TEXTAUSZUG

Wer will und muss hier zwischenlanden ..? Voraus die "richtige" Finsternis ...

Noch einmal rund eineinhalb Stunden dauert jetzt der letzte Flug bis zu unserem Ziel im Norden, und tatsächlich wird es nun endgültig bereits kurz nach Mittag dunkel - wir verabschieden uns von den letzten Sonnenstrahlen, die wir erst in einigen Tagen wiedersehen werden.

Draußen herrscht Nacht, als wir zum Landeanflug auf dem Flughafen Longyearbyen ansetzen und wir sind froh, dass wir den letzten Anflug hier am Polartag erleben durften, denn die großartigen Anblicke draußen der "spitzen Berge" sind noch unvergessen und trösten darüber hinweg, dass außer der Flughafenbeleuchtung am heutigen frühen Nachmittag draußen kein Licht zu erkennen ist bei der Landung außer in Richtung Hafen, dessen Umrisse wir noch bestens vom letzten Aufenthalt in Erinnerung haben.

Die Abflug- und Ankunftshalle von Longyearbyen ist uns ebenfalls noch sehr vertraut, und selbst der ausgestopfte Eisbär am Gepäckband scheint uns zuzublinzeln wie alten Bekannten.

Schnell sind wir draußen und werfen einen Blick auf den eisigen und stockdunklen Campingplatz gegenüber vom Flughafengelände - heute wird eher als im Sommer spürbar, warum bereits dieser Bereich zum Eisbären-Gefahrengebiet gehört, dessen Bewohner man sich jetzt besser denn je als wach und deshalb mürrisch-schlechtgelaunt auf dem dunklen Areal vorstellen kann ...

Die Busse zum Ort stehen wie beim letzten Mal schon bereit, schnell haben wir unsere Koffer im Laderaum verstaut und dem Fahrer dasselbe Ziel wie beim letzten Aufenthalt angegeben: Wieder geht es zum Svalbard Hotell, also alles fast schon Routine trotz der Dunkelheit ...

VORLIEGENDE ZEILEN
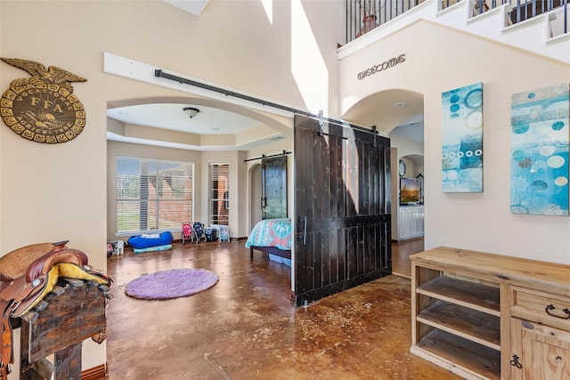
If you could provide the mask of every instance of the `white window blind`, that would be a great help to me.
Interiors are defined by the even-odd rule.
[[[230,166],[209,165],[210,224],[228,225],[230,211]]]
[[[117,158],[117,234],[180,228],[192,220],[194,164]]]

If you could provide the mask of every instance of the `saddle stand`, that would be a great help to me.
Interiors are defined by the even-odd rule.
[[[12,327],[21,327],[25,380],[80,379],[82,342],[104,340],[111,279],[66,243],[28,246],[0,257],[0,380],[14,360]],[[53,353],[55,364],[45,360]]]

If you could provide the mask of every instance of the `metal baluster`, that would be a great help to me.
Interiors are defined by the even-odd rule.
[[[568,0],[564,0],[564,33],[568,33]]]

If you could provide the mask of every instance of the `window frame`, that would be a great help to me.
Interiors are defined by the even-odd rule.
[[[176,230],[193,220],[193,162],[117,156],[115,164],[116,236]]]

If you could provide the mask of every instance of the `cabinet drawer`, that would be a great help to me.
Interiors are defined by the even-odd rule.
[[[510,312],[524,318],[570,331],[570,297],[510,287]]]

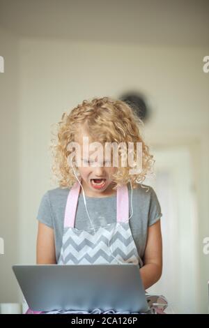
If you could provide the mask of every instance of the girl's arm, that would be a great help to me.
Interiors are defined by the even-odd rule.
[[[162,270],[162,245],[160,220],[148,227],[144,266],[140,274],[144,289],[149,288],[161,277]]]
[[[54,230],[40,221],[37,236],[36,263],[56,264]]]

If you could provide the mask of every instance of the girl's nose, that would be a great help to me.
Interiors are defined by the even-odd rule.
[[[94,174],[95,177],[103,177],[105,175],[105,169],[104,166],[98,166],[94,168]]]

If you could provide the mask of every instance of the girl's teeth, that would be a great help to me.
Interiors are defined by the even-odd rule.
[[[98,179],[96,180],[99,181],[100,179]],[[92,179],[91,181],[93,184],[98,185],[98,186],[101,186],[102,184],[104,184],[105,183],[105,181],[104,180],[104,179],[101,179],[100,182],[95,182],[94,179]]]

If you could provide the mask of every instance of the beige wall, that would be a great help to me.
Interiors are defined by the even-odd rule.
[[[10,43],[3,33],[3,40],[6,40],[8,49],[6,61],[12,51],[12,70],[16,74],[10,73],[9,75],[12,85],[3,82],[4,96],[1,103],[3,131],[11,131],[6,148],[10,146],[14,153],[12,155],[5,149],[4,137],[1,137],[2,172],[6,174],[3,173],[1,178],[4,201],[1,225],[10,253],[5,257],[6,267],[3,267],[0,255],[1,271],[3,267],[0,301],[10,299],[17,294],[16,285],[10,285],[13,278],[9,264],[17,262],[19,256],[21,263],[34,263],[36,260],[36,216],[39,202],[47,189],[55,187],[50,181],[48,151],[51,125],[61,119],[63,112],[70,110],[84,98],[95,96],[118,97],[123,91],[134,88],[144,91],[153,110],[153,119],[145,130],[153,147],[185,144],[191,149],[198,194],[199,232],[196,246],[199,299],[196,308],[190,309],[206,312],[209,255],[203,254],[202,240],[209,236],[209,74],[203,73],[202,59],[209,54],[209,48],[22,38],[17,45],[13,40]],[[8,97],[11,87],[10,94],[13,96]],[[6,106],[8,110],[3,110]],[[15,161],[8,161],[14,154]],[[8,162],[11,165],[9,170]],[[6,221],[8,216],[11,225]],[[13,238],[9,237],[10,226]],[[188,279],[190,275],[188,272]]]
[[[12,265],[20,261],[20,67],[18,38],[0,30],[0,55],[5,61],[0,73],[1,216],[0,303],[18,297]]]

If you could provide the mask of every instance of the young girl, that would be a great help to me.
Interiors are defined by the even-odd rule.
[[[142,184],[154,161],[141,126],[128,105],[108,97],[84,100],[63,114],[52,147],[59,187],[48,191],[39,207],[37,264],[132,262],[139,264],[145,290],[160,279],[162,213],[154,190]],[[84,137],[102,145],[132,142],[135,160],[135,144],[141,143],[141,172],[131,174],[129,163],[114,167],[111,158],[111,165],[93,166],[84,156]],[[81,150],[74,164],[72,142]]]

AUFGABEN
1. Entnimm den Zeilen den Abschnitt von ihrem Anfang bis einschließlich der Zeile mit „[[[117,158],[117,234],[180,228],[192,220],[194,164]]]“ und gib ihn unverändert wieder. Bilder gehören nicht in die Antwort.
2. Führe den Textauszug über die Ankunft in Longyearbyen nach seinem letzten Satz weiter.

ANTWORTEN JE AUFGABE
1.
If you could provide the mask of every instance of the `white window blind`, that would be a great help to me.
Interiors are defined by the even-odd rule.
[[[230,166],[209,165],[210,224],[228,225],[230,211]]]
[[[117,158],[117,234],[180,228],[192,220],[194,164]]]

2.
Angekommen! Während der nächsten Tage nur noch künstliche Beleuchtung ...
Svalbard Hotell: Innen gemütlich ... ... und außen vereist ...

Wenig später sind wir am Hotel angelangt und stellen beim kurzen Weg hinunter zur Rezeption, vor der natürlich nun mehr denn je "Schuh-Aus"-Pflicht besteht, etwas sehr Unangenehmes fest: Das gesamte Gelände scheint vereist zu sein und entpuppt sich als "arg glatt" und somit nicht ganz ungefährlich, insbesondere wenn sich einer der Reisenden dabei ganz besonders an seinen Fußbruch vom Vorjahr erinnert fühlt und ab sofort nur noch wie auf Eiern herumläuft ...

Wir beziehen ein Zimmer ganz in der Nähe unserer Unterkunft bei der Sommerreise 2016 und wollen uns danach hinaus in die gewohnt-ungewohnte Umgebung begeben, in den nun dunklen, aber trotzdem vertrauten Ort. Wir beginnen damit eines unserer Vorhaben bei diesem Trip: Wir erwarten gewisse Erkenntnisse, wie sich die nun mehrtägige Dunkelheit auf uns auswirkt, merken wir davon überhaupt etwas besonderes, oder ist der kommende Aufenthalt schlicht zu kurz, um besondere Effekte zu erzeugen?

Schnell haben wir unsere bekannten Lokalitäten aufgesucht, vorbei am Supermarkt und dem Pub Svalbar landen wir schon bald wieder im Karlsberger Pub, dem beliebten Treffpunkt im Ort. Außer der Svalbar werden wir in den nächsten Tagen die örtliche Gastronomie wieder ausführlich besuchen, wenn nicht in der Polarnacht, wann dann ..?

Wieder vor Ort: Im Karlsberger Pub ... ... und in der Svalbar ... Ehemalige Bergarbeiterkantine: Coal Miners´ Bar & Grill

Etliche Lokale sind dabei, die natürlich auch außer der Svalbar zu empfehlen sind, in der nun ein täglicher Countdown bis zum nächsten Sonnenaufgang auf einem großen Bildschirm abläuft: 27 Tage, 18 Stunden, 22 Minuten und 28 Sekunden können wir dort während eines unserer Aufenthalte sehen - für uns wird es nicht ganz so lange dauern!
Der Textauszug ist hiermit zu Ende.